What needs to be done: Could you copy exactly the lines from the one containing "[locate] boy in" through the last line of the records below, and nothing else?

== Data records

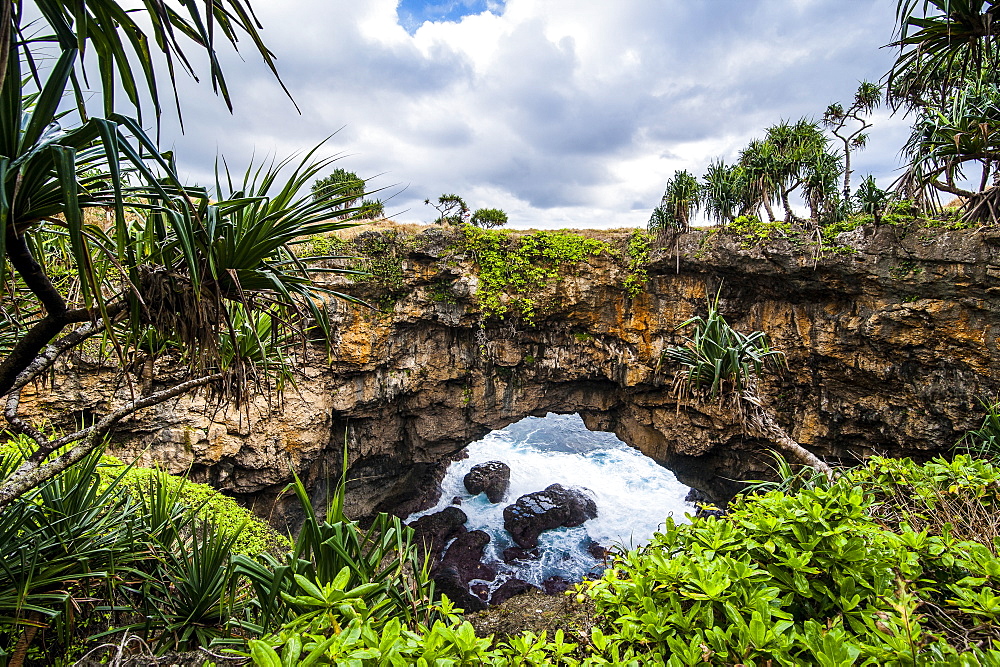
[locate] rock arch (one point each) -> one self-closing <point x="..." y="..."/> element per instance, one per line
<point x="878" y="361"/>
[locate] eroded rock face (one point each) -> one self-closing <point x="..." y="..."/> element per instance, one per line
<point x="491" y="478"/>
<point x="888" y="346"/>
<point x="556" y="506"/>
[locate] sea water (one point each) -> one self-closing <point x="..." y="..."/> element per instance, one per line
<point x="634" y="494"/>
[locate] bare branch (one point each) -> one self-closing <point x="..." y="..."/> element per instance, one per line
<point x="32" y="472"/>
<point x="17" y="424"/>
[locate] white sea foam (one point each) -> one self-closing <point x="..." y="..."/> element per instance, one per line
<point x="634" y="494"/>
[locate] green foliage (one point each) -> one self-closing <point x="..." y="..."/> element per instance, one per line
<point x="514" y="269"/>
<point x="452" y="210"/>
<point x="752" y="231"/>
<point x="380" y="265"/>
<point x="716" y="360"/>
<point x="724" y="191"/>
<point x="637" y="257"/>
<point x="840" y="120"/>
<point x="941" y="48"/>
<point x="126" y="543"/>
<point x="489" y="218"/>
<point x="371" y="209"/>
<point x="872" y="200"/>
<point x="984" y="442"/>
<point x="809" y="579"/>
<point x="834" y="574"/>
<point x="346" y="183"/>
<point x="253" y="535"/>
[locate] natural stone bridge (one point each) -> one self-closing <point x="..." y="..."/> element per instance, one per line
<point x="889" y="348"/>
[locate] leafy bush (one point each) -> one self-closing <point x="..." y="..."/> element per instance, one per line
<point x="873" y="200"/>
<point x="984" y="442"/>
<point x="347" y="183"/>
<point x="104" y="548"/>
<point x="452" y="210"/>
<point x="371" y="209"/>
<point x="488" y="218"/>
<point x="832" y="575"/>
<point x="814" y="578"/>
<point x="514" y="269"/>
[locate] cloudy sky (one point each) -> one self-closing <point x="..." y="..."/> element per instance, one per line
<point x="565" y="113"/>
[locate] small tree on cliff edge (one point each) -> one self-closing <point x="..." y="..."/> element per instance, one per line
<point x="720" y="364"/>
<point x="452" y="210"/>
<point x="206" y="278"/>
<point x="489" y="218"/>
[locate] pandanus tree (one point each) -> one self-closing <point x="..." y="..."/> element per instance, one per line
<point x="761" y="167"/>
<point x="144" y="264"/>
<point x="943" y="45"/>
<point x="681" y="198"/>
<point x="820" y="184"/>
<point x="723" y="191"/>
<point x="849" y="125"/>
<point x="956" y="149"/>
<point x="719" y="365"/>
<point x="946" y="71"/>
<point x="794" y="147"/>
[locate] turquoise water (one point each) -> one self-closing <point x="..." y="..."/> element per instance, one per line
<point x="633" y="493"/>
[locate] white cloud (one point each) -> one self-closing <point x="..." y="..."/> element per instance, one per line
<point x="563" y="112"/>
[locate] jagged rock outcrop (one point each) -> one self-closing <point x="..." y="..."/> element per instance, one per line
<point x="890" y="342"/>
<point x="432" y="532"/>
<point x="556" y="506"/>
<point x="491" y="478"/>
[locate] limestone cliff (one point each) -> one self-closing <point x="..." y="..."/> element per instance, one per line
<point x="890" y="343"/>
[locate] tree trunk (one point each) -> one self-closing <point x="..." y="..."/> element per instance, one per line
<point x="770" y="429"/>
<point x="847" y="172"/>
<point x="770" y="211"/>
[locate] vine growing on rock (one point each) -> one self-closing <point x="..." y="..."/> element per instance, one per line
<point x="514" y="270"/>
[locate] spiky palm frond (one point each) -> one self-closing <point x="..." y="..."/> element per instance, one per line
<point x="124" y="41"/>
<point x="942" y="45"/>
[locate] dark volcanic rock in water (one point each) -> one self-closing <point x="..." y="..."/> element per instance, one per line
<point x="466" y="555"/>
<point x="536" y="512"/>
<point x="696" y="496"/>
<point x="598" y="551"/>
<point x="449" y="582"/>
<point x="511" y="554"/>
<point x="481" y="591"/>
<point x="434" y="531"/>
<point x="556" y="585"/>
<point x="492" y="477"/>
<point x="509" y="589"/>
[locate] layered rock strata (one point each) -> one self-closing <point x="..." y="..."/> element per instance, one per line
<point x="890" y="343"/>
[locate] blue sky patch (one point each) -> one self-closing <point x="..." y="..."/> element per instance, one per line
<point x="413" y="13"/>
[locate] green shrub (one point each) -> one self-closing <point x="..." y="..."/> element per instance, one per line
<point x="637" y="254"/>
<point x="514" y="270"/>
<point x="353" y="186"/>
<point x="254" y="535"/>
<point x="816" y="577"/>
<point x="488" y="218"/>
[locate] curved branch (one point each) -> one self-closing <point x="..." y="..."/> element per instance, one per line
<point x="32" y="472"/>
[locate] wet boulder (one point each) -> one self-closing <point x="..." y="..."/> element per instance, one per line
<point x="555" y="585"/>
<point x="512" y="554"/>
<point x="448" y="581"/>
<point x="509" y="589"/>
<point x="465" y="554"/>
<point x="434" y="531"/>
<point x="556" y="506"/>
<point x="492" y="477"/>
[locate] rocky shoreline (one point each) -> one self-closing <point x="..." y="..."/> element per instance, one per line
<point x="890" y="340"/>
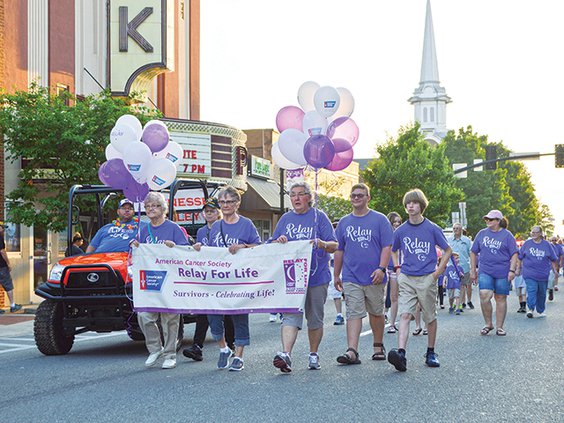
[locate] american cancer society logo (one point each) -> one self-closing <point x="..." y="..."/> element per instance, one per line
<point x="151" y="280"/>
<point x="295" y="274"/>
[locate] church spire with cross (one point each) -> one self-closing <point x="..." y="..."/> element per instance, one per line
<point x="430" y="99"/>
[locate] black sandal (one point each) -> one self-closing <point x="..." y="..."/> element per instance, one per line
<point x="381" y="355"/>
<point x="346" y="359"/>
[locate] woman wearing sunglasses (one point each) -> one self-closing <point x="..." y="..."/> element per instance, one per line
<point x="494" y="252"/>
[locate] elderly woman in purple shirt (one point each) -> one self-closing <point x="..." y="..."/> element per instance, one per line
<point x="494" y="252"/>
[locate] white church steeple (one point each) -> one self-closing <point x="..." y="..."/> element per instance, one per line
<point x="430" y="99"/>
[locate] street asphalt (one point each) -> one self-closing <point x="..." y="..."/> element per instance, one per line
<point x="519" y="377"/>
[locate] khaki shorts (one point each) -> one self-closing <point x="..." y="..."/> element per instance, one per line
<point x="418" y="289"/>
<point x="361" y="299"/>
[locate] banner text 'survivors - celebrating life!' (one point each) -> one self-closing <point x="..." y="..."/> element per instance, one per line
<point x="269" y="278"/>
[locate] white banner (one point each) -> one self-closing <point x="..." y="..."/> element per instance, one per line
<point x="270" y="278"/>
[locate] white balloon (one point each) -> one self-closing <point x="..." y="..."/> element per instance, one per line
<point x="122" y="135"/>
<point x="346" y="106"/>
<point x="112" y="153"/>
<point x="137" y="157"/>
<point x="133" y="122"/>
<point x="161" y="174"/>
<point x="291" y="143"/>
<point x="158" y="122"/>
<point x="326" y="101"/>
<point x="305" y="95"/>
<point x="282" y="161"/>
<point x="173" y="152"/>
<point x="314" y="124"/>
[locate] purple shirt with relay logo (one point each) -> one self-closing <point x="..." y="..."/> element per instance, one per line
<point x="417" y="244"/>
<point x="494" y="250"/>
<point x="309" y="225"/>
<point x="536" y="259"/>
<point x="362" y="239"/>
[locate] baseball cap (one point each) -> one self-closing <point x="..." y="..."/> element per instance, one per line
<point x="124" y="202"/>
<point x="493" y="214"/>
<point x="212" y="202"/>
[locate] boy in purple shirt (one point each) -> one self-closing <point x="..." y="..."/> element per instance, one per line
<point x="417" y="240"/>
<point x="494" y="252"/>
<point x="537" y="257"/>
<point x="365" y="239"/>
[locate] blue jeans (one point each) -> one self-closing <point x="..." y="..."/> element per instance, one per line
<point x="240" y="323"/>
<point x="536" y="294"/>
<point x="498" y="285"/>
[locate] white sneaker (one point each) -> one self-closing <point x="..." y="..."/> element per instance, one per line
<point x="152" y="359"/>
<point x="169" y="363"/>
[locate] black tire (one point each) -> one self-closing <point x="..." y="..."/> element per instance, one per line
<point x="48" y="331"/>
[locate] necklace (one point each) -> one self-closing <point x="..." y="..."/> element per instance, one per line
<point x="127" y="225"/>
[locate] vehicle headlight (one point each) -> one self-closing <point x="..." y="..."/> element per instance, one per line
<point x="56" y="272"/>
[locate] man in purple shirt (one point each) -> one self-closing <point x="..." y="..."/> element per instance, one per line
<point x="417" y="240"/>
<point x="301" y="223"/>
<point x="365" y="240"/>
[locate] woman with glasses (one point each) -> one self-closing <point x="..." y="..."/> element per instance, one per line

====

Solution to this problem:
[locate] boy in purple shirt (one point each) -> one self-closing <point x="..." y="..."/> element per instance, one per line
<point x="417" y="240"/>
<point x="494" y="252"/>
<point x="537" y="257"/>
<point x="365" y="239"/>
[locate] blue jeans (one point each) -> one self-closing <point x="..." y="..."/> element per instance, one per line
<point x="240" y="323"/>
<point x="536" y="294"/>
<point x="498" y="285"/>
[locate] white sneaker (one point each) -> one self-closing <point x="..." y="..."/> element per instance, one per line
<point x="152" y="359"/>
<point x="169" y="363"/>
[locate] black tire (one point each) -> one self-closing <point x="..." y="..."/> element per instance, one per line
<point x="48" y="331"/>
[locate] necklace (one point each) -> one self-closing <point x="..." y="..."/> element per instance, one per line
<point x="127" y="225"/>
[locate] vehicle headlight (one point each) -> one self-closing <point x="..." y="..."/> element per instance, one per line
<point x="56" y="272"/>
[locate] man in purple shirt (one point each) -> one self-closing <point x="..." y="..."/> element per instance, one per line
<point x="417" y="240"/>
<point x="301" y="223"/>
<point x="365" y="240"/>
[locate] woman with glasses (one point each) -> one self-closing <point x="..." y="..."/> element per instance, one per line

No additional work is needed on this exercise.